**What this task involves:**
Pick out the lines below that include the string "rear".

-- Source material follows --

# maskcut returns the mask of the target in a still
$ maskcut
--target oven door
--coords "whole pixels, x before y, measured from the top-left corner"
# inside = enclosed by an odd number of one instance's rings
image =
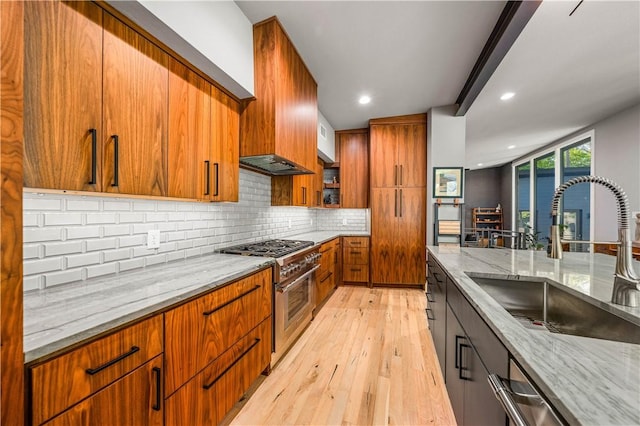
[[[276,284],[275,353],[271,359],[272,365],[311,322],[315,307],[315,275],[318,268],[319,266],[314,266],[291,282]]]

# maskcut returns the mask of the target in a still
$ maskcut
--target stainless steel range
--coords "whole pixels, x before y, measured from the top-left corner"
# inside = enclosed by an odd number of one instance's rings
[[[227,247],[221,252],[273,257],[276,261],[271,357],[271,365],[275,365],[312,319],[320,247],[313,241],[267,240]]]

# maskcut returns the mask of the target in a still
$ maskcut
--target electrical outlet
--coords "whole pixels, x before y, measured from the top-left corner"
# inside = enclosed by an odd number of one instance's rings
[[[289,229],[291,229],[291,219],[289,219]]]
[[[342,219],[342,225],[343,226],[347,226],[347,218],[346,217],[344,219]]]
[[[156,249],[160,247],[160,230],[152,229],[147,233],[147,248]]]

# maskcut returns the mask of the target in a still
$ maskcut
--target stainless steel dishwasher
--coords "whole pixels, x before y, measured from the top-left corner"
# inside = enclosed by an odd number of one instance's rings
[[[513,359],[509,361],[508,379],[490,374],[488,380],[496,398],[509,416],[509,424],[516,426],[566,424],[538,393]]]

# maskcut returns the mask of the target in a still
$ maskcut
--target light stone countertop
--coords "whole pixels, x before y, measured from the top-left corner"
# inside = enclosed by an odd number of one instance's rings
[[[26,292],[25,363],[273,263],[267,257],[211,254]]]
[[[545,278],[640,325],[640,308],[609,303],[615,257],[508,249],[429,247],[513,357],[570,424],[640,424],[640,345],[528,330],[466,272]],[[640,272],[640,262],[634,261]]]

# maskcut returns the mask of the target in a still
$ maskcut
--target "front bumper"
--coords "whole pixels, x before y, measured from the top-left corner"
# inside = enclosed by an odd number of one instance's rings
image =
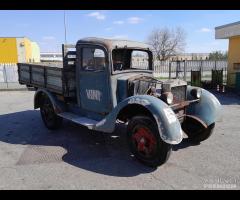
[[[182,101],[179,103],[175,103],[170,105],[169,107],[172,108],[174,111],[176,117],[178,118],[180,123],[183,123],[185,120],[185,117],[187,116],[186,114],[186,108],[193,103],[198,103],[200,99],[194,99],[194,100],[188,100],[188,101]]]
[[[182,123],[186,117],[194,118],[200,123],[209,126],[217,121],[221,116],[221,104],[218,99],[209,91],[202,89],[200,99],[195,99],[190,91],[195,88],[187,87],[187,100],[170,105],[179,122]]]

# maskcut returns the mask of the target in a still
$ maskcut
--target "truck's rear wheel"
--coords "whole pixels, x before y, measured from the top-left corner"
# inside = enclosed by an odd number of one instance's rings
[[[131,152],[145,165],[157,167],[168,160],[172,145],[161,139],[156,122],[150,117],[133,117],[128,123],[127,136]]]
[[[40,112],[42,120],[48,129],[54,130],[61,126],[62,118],[56,115],[53,105],[47,96],[42,97]]]

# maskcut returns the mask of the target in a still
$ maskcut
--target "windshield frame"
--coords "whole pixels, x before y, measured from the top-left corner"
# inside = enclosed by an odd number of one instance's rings
[[[146,52],[148,54],[148,65],[149,65],[149,69],[127,69],[127,70],[122,70],[122,71],[114,71],[113,68],[113,50],[116,49],[130,49],[132,51],[143,51]],[[110,58],[111,58],[111,73],[112,74],[121,74],[121,73],[129,73],[129,72],[146,72],[146,73],[152,73],[153,72],[153,54],[152,51],[150,51],[149,49],[145,49],[145,48],[137,48],[137,47],[131,47],[131,48],[127,48],[127,47],[123,47],[123,48],[114,48],[110,51]]]

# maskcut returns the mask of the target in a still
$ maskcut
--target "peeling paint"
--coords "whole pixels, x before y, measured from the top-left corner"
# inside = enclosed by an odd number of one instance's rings
[[[172,124],[177,121],[176,115],[171,108],[164,108],[163,111],[168,119],[169,124]]]
[[[143,106],[150,105],[150,102],[146,99],[141,99],[141,98],[132,98],[128,101],[128,104],[140,104]]]

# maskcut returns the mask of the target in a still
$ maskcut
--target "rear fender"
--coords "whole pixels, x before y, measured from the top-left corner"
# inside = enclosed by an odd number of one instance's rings
[[[102,132],[113,132],[118,113],[129,104],[144,106],[151,112],[163,141],[169,144],[178,144],[182,141],[181,125],[172,109],[160,99],[149,95],[136,95],[125,99],[106,118],[97,123],[94,129]]]
[[[40,108],[41,106],[41,97],[42,95],[46,95],[52,105],[53,105],[53,108],[54,108],[54,111],[55,113],[61,113],[61,112],[64,112],[65,111],[65,105],[63,102],[59,101],[55,95],[53,95],[52,93],[48,92],[47,90],[45,89],[38,89],[36,92],[35,92],[35,95],[34,95],[34,109],[37,109],[37,108]]]

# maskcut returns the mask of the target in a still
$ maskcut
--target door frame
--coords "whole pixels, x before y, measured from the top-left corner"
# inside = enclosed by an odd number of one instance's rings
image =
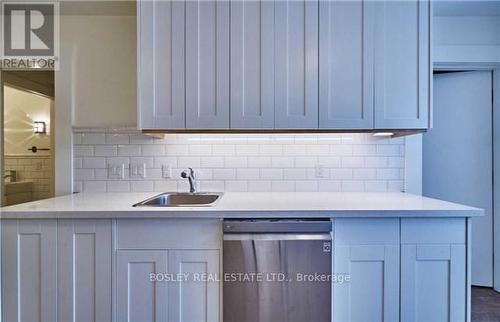
[[[500,64],[434,64],[433,71],[491,71],[493,75],[493,288],[500,292],[500,162],[496,162],[500,160]],[[422,194],[422,134],[407,137],[405,148],[406,191]]]
[[[36,73],[37,71],[36,70],[33,70],[32,72]],[[56,168],[55,168],[55,158],[56,158],[56,145],[55,145],[55,133],[57,133],[56,131],[56,124],[55,124],[55,101],[56,101],[56,98],[55,98],[55,86],[54,88],[52,89],[52,92],[50,92],[50,90],[48,88],[36,88],[36,89],[29,89],[29,88],[26,88],[26,87],[23,87],[23,84],[21,84],[19,82],[19,80],[16,80],[15,82],[11,82],[12,80],[12,75],[9,75],[8,73],[3,73],[0,75],[1,76],[1,82],[0,82],[0,86],[1,86],[1,93],[0,93],[0,100],[1,100],[1,104],[0,104],[0,114],[1,114],[1,117],[0,117],[0,124],[2,124],[2,127],[1,127],[1,130],[0,130],[0,140],[1,140],[1,143],[0,143],[0,153],[1,153],[1,162],[0,162],[0,169],[4,169],[4,160],[5,160],[5,151],[4,151],[4,130],[5,130],[5,126],[4,126],[4,100],[3,100],[3,93],[4,93],[4,87],[5,86],[8,86],[8,87],[11,87],[11,88],[14,88],[14,89],[17,89],[17,90],[20,90],[20,91],[24,91],[26,93],[31,93],[31,94],[34,94],[34,95],[39,95],[39,96],[42,96],[42,97],[45,97],[45,98],[48,98],[51,100],[51,104],[50,104],[50,171],[51,171],[51,184],[50,184],[50,198],[53,198],[55,197],[55,191],[56,191],[56,187],[55,187],[55,174],[56,174]],[[15,76],[14,76],[15,77]],[[26,83],[29,83],[30,85],[32,85],[30,83],[29,80],[21,80],[21,82],[26,82]],[[49,93],[50,92],[50,93]],[[0,182],[0,193],[2,193],[2,189],[5,188],[5,182],[4,182],[4,179],[3,179],[3,175],[2,175],[2,181]],[[3,193],[1,194],[1,200],[0,200],[0,206],[4,205],[4,202],[5,202],[5,196],[3,195]]]

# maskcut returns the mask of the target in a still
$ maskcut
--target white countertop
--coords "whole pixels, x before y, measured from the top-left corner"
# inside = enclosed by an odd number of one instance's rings
[[[155,193],[79,193],[1,208],[1,218],[474,217],[483,210],[407,193],[227,192],[211,207],[132,207]]]

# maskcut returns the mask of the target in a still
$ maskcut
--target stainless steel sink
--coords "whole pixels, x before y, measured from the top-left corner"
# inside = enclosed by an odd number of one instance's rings
[[[208,207],[221,197],[222,193],[165,192],[136,203],[134,207]]]

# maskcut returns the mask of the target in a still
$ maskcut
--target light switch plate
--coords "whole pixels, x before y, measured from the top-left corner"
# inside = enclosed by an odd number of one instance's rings
[[[145,163],[130,164],[130,178],[136,178],[136,179],[146,178],[146,164]]]
[[[164,179],[172,178],[172,165],[171,164],[162,164],[161,165],[161,177]]]
[[[108,179],[123,179],[125,177],[125,164],[108,164]]]
[[[322,164],[316,164],[314,168],[316,178],[325,178],[326,177],[326,169]]]

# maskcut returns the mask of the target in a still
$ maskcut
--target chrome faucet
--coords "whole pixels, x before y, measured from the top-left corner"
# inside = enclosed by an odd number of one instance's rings
[[[188,168],[187,170],[182,171],[181,177],[189,180],[189,192],[196,193],[196,177],[194,170],[192,168]]]

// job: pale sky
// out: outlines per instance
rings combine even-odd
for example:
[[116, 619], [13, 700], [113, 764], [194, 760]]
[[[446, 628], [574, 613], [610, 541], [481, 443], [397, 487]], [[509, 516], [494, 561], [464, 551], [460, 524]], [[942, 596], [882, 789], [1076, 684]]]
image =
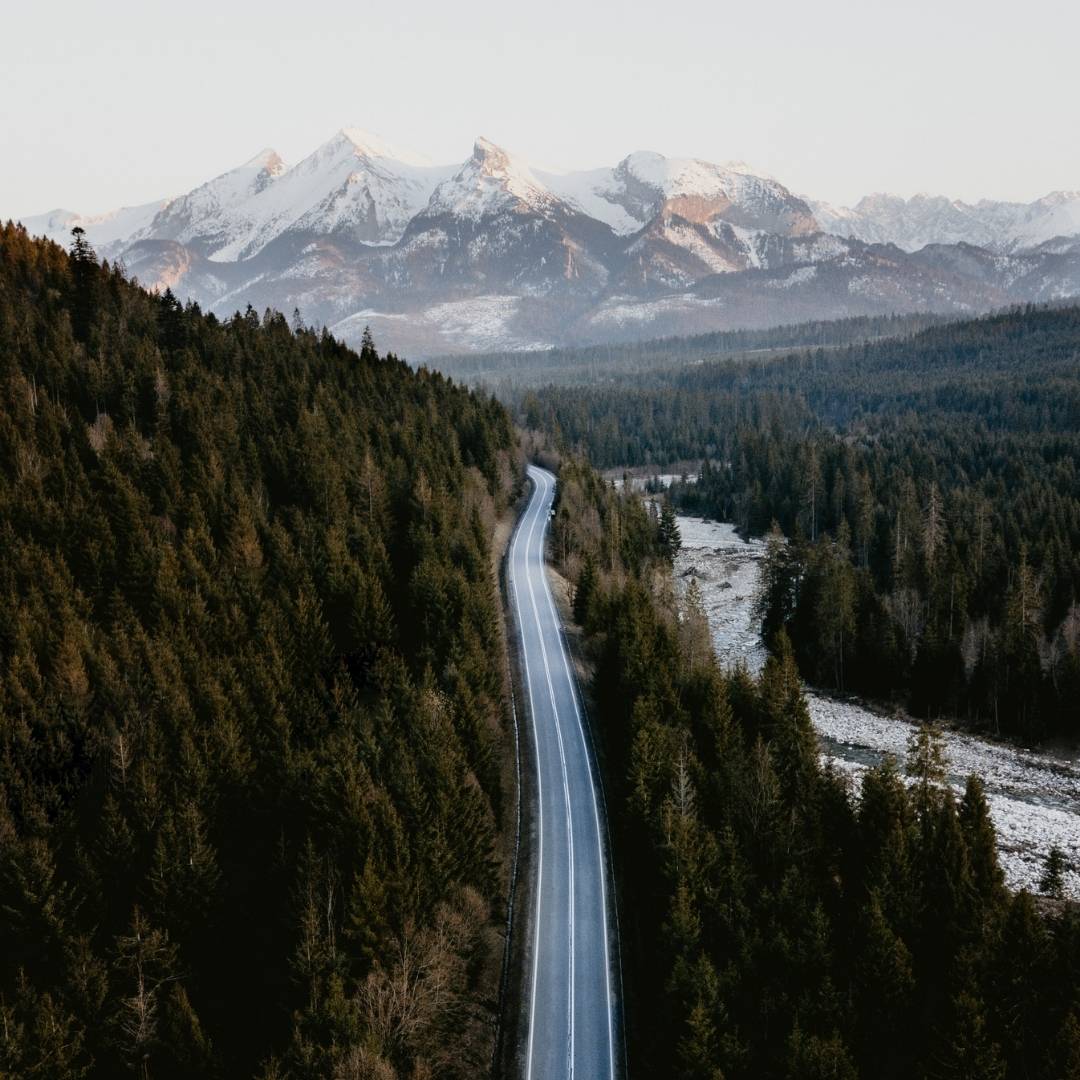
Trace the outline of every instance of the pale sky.
[[346, 125], [434, 161], [745, 160], [793, 191], [1080, 189], [1080, 3], [6, 5], [0, 218], [181, 194]]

-- Source material concluded --

**Task result:**
--target "truck's rear wheel"
--target "rear fender"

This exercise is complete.